### Entries taken from a collection
+ + + + +
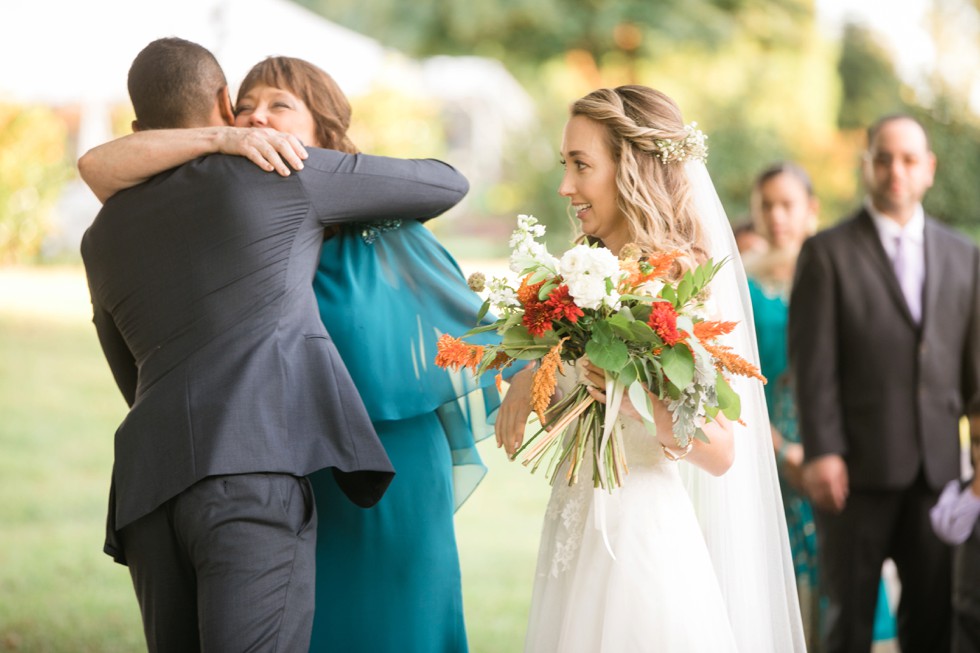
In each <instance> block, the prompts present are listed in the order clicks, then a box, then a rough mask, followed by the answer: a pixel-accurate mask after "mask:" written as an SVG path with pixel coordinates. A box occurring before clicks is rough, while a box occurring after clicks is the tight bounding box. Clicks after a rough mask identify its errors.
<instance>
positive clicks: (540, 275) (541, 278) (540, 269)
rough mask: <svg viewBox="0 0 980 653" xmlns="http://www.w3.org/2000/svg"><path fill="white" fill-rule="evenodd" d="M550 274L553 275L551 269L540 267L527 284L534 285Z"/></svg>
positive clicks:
+ + + + +
### Task goal
The data above should be repeated exactly, minus any pictures.

### Your solution
In each <instance> block, the prompts present are listed in the order clicks, then a box, then a rough mask, followed by the answer: a pixel-accurate mask after "mask:" written as an SVG path with pixel coordinates. A box occurring before clicks is rough, while a box occurring after clicks is the tight bounding box. Clicks after a rough mask identify its errors.
<instance>
positive clicks: (540, 275) (541, 278) (540, 269)
rough mask: <svg viewBox="0 0 980 653" xmlns="http://www.w3.org/2000/svg"><path fill="white" fill-rule="evenodd" d="M550 274L553 275L551 269L540 267L527 284L534 285Z"/></svg>
positive clicks:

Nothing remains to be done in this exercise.